__What to work on__:
A. Please name every person who is quoted by name in the article on Diaspora returnees below.
B. Carry on the article on Diaspora returnees below, picking up right after its final sentence.

He accuses his younger brother of splashing money and big festivals on his few local friends instead of close kin regardless of the problems that could be at their home. “Over the last few years, he has been alleging that there is too much insecurity around and will not sleep in our home in Thika,” says Ndurya.
“When he visits, he now stays in five star hotels in Nairobi or rents a Sh100,000 a month apartment in some posh city estate till his time is up.”
But at least Ndurya and other family members are spared the agony of going to Nairobi to see him. “At least he hires the latest 4WD model, packs it full of bottled water for his use and ventures into shags before returning back to Nairobi in the evening,” says Ndurya.
Tamara, a Nairobi based secretary, thinks that some Diaspora returnees have a comical sense of dressing. “They often wear oversize clothes, T-shirts or gowns with shocking colour combinations. This is especially the case with the women,” she says.
Tamara has noted that the men often pierce their ears and walk in a funny style.
She knows of a guy from Nairobi who went abroad for only two years but came back having forgotten Kiswahili and his vernacular. “This man could not even use matatus anymore on account of their road safety record and would hire taxis to all his destinations,” says Tamara. But on the other hand, Tamara observes, many Diaspora men know how to treat women nicely. “They usually open the car doors for women, do the cooking and such things which our men never do,” she says.
But Susan Wangui, a university student, considers many Diaspora returnees obnoxious. “My cousin lives in Europe where she is married to a mzungu”, she says. On their first trip here as a couple, all of Wangui’s people were excited and prepared for their homecoming for months. “The big day came and the couple drove into our ancestral home. As the church women ululated and sang songs, my cousin and her mzungu came out of their hired car and the first thing they did was to embrace and kiss each other in front of all the villagers and invited guests,” says Wangui. Embarrassed, everybody pretended not to notice this.

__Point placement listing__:
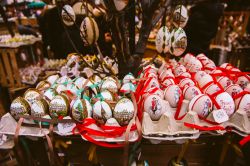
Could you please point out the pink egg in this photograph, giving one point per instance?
(224, 81)
(243, 103)
(201, 104)
(226, 102)
(205, 80)
(198, 75)
(233, 89)
(186, 82)
(172, 95)
(243, 81)
(211, 89)
(190, 92)
(154, 106)
(179, 69)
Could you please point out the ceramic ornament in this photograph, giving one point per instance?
(243, 81)
(102, 112)
(172, 95)
(186, 82)
(224, 81)
(59, 106)
(154, 106)
(162, 40)
(68, 15)
(243, 103)
(89, 31)
(180, 16)
(18, 107)
(190, 92)
(201, 104)
(179, 69)
(226, 102)
(198, 75)
(233, 90)
(39, 108)
(81, 109)
(178, 42)
(206, 79)
(124, 111)
(212, 89)
(31, 95)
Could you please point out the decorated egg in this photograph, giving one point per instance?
(102, 112)
(179, 70)
(243, 81)
(154, 106)
(212, 89)
(172, 95)
(124, 111)
(31, 95)
(43, 85)
(59, 106)
(81, 109)
(18, 107)
(49, 94)
(199, 74)
(180, 16)
(110, 85)
(52, 79)
(89, 31)
(201, 104)
(233, 89)
(206, 79)
(226, 102)
(178, 42)
(190, 92)
(68, 15)
(127, 88)
(243, 103)
(162, 40)
(224, 81)
(186, 82)
(39, 108)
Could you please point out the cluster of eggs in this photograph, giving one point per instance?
(103, 99)
(174, 42)
(198, 80)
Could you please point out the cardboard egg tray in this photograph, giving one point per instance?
(167, 128)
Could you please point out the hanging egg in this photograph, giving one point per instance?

__Task-by-task results__:
A. Ndurya, Tamara, Susan Wangui

B.
Wangui says that the mzungu man’s attire, or lack of it, could not possibly be wished away and the congregation soon started discussing him. “He was in a T-shirt and a pair of khaki shorts and his robust body hair showed all over,” says Wangui.
During the homecoming ceremony, the mzungu would hug and kiss his bride so often the people could no longer hide their shock and embarrassment. “It was a fiasco and I blame my cousin squarely for not controlling that man,” says Wangui.
Harris Weru, an Eldoret based social worker, says that there is a strong relationship between the education level of Diaspora returnees and their behaviour when back home. “Of course when an average area boy or girl gets a visa to live and work abroad, this is big news. He or she will behave like a small god upon coming back,” says Weru.
“Such people are often in the mould of the local youths who make a windfall in some seasonal job in our urban centres and go home in flashy cars and other bling objects and to heroes’ welcome,” says Weru.
He adds that as a nation, we are slowly redefining a successful family to include one in which a son or a daughter has made it to a foreign capital.
“Reeling off the names of close kin who live abroad is the hottest status symbol and, consequently, we are putting up with many of these returnees’ nonsense,” says Weru.
Yet he has seen people with awesome academic credentials who have lived abroad for years coming back quietly. “They are often a study in humility,” says Weru.